SOURCE EXTRACT
----

But this is not nearly enough for such families, the newspaper notes: nine in ten single parents with one child said that their housing costs were higher than this €339 figure, meaning they would need social benefits to supplement a minimum wage job.

The Left Party called for the minimum wage to be raised to €12 per hour after receiving the answer to their inquiry.

“Whoever works full-time at minimum wage cannot pay for their most basic needs from their own work,” said the Left Party’s parliamentary faction deputy leader Klaus Ernst in a statement.

The figures did not include the monthly €192 Kindergeld (child’s benefit allowance) granted by the government, nor do the calculations include support from a second parent.

Family Affairs Minister Manuela Schwesig has said that about half of single parents do not receive assistance for child support from, for example, an ex-partner. Therefore the ministry paid out child support subsidies to make up for this lack of extra aid to around 440,000 children in 2015.

Schwesig hopes to improve support given to single parent households by extending child support subsidies to when a child reaches adulthood.

According to the ministry, one in five German families are under single-parent households with underage children - that’s 1.6 million single parents with 2.3 million kids. The vast majority are single mothers.

And 68 percent of single mothers with underage kids are gainfully employed, working on average about 30 hours per week, which is four hours more than working married mothers.

More than a third of single moms have less than €1,300 in disposable income each month.

----

DATA SHOWN
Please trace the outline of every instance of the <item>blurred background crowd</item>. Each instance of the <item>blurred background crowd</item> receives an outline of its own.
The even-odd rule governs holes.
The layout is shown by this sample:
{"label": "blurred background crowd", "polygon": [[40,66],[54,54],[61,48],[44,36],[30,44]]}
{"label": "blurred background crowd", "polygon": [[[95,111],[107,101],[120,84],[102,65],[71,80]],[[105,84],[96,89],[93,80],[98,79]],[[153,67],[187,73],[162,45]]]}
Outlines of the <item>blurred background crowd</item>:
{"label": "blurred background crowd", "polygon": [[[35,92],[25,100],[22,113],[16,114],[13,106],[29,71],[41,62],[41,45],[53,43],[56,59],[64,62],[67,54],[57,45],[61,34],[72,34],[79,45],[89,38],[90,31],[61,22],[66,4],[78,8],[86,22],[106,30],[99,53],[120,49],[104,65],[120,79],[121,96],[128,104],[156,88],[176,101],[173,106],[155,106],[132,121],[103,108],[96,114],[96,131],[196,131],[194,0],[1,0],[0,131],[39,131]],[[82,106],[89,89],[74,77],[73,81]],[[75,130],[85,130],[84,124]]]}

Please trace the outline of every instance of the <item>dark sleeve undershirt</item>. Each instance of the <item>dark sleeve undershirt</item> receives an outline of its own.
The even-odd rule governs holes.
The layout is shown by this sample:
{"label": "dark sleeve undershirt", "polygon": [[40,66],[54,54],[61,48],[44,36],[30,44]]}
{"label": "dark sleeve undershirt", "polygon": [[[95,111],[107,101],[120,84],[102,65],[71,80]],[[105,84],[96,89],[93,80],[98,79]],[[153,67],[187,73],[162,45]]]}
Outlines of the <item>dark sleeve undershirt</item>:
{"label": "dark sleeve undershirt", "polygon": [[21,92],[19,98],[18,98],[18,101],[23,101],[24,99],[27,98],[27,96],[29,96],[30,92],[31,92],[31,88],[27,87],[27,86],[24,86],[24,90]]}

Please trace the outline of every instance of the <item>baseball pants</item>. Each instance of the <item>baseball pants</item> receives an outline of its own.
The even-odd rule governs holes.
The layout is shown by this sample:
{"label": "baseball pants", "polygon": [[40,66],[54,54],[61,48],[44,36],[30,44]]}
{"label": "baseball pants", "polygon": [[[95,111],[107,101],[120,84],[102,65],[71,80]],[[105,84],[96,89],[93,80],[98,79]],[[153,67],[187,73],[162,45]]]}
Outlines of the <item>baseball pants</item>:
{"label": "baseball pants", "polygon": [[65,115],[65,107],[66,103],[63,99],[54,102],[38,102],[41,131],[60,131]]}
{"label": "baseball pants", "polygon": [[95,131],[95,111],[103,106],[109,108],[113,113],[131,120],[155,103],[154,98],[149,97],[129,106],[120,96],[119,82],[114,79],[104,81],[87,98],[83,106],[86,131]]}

----

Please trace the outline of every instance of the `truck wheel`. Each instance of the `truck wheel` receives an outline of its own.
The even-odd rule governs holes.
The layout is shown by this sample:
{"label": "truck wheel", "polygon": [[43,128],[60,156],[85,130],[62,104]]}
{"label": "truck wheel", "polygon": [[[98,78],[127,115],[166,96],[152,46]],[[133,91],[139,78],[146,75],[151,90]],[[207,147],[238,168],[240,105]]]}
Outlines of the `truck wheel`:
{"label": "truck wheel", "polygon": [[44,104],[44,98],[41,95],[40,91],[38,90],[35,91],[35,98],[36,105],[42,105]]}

----

WRITTEN REQUEST
Quote the article about single parents and the minimum wage word for word, everything from "Family Affairs Minister" down to "working married mothers.". Rely only on the article about single parents and the minimum wage, not on the material.

WRITTEN RESPONSE
Family Affairs Minister Manuela Schwesig has said that about half of single parents do not receive assistance for child support from, for example, an ex-partner. Therefore the ministry paid out child support subsidies to make up for this lack of extra aid to around 440,000 children in 2015.

Schwesig hopes to improve support given to single parent households by extending child support subsidies to when a child reaches adulthood.

According to the ministry, one in five German families are under single-parent households with underage children - that’s 1.6 million single parents with 2.3 million kids. The vast majority are single mothers.

And 68 percent of single mothers with underage kids are gainfully employed, working on average about 30 hours per week, which is four hours more than working married mothers.